YOUR GOAL: Your job is to report every line of the entries that has "instance".

Data extracted from a collection
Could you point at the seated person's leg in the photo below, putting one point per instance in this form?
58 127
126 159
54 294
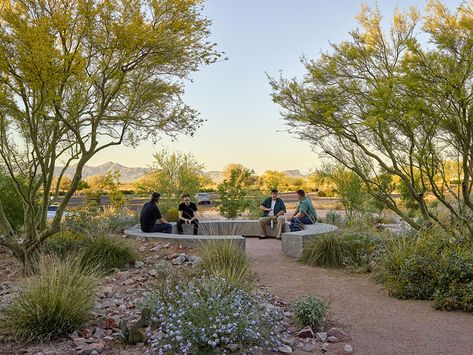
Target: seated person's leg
306 220
297 225
195 222
179 224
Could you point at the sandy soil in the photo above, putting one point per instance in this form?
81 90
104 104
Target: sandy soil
378 323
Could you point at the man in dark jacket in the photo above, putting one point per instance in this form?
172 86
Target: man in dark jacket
150 213
273 211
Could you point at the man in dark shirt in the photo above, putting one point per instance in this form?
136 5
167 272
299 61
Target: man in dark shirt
186 214
150 213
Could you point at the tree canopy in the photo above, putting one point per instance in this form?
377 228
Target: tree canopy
79 76
387 103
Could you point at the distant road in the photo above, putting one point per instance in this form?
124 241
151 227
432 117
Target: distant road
136 202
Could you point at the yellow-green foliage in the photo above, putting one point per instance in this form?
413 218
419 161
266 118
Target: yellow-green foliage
226 260
108 253
52 302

FINAL ANSWER:
Could you point at the seated person's leg in the photo below, putting one point per instance in this form?
Could you point at the sandy soil in the photo above, putting one point per instance in this form?
Could you point at the man in dark jacket in the photo above, putting one point per instance in this form?
Could you point at the man in dark shirt in the photo above, putting one point per instance in this form?
Could you point at the tree canopy in the photo above, putting one point per instance in this form?
Could you point at the distant road in the photo above, putting one point per instance in this form?
Could you point at the yellow-green foliage in the photo above, putting one point per instance in this form?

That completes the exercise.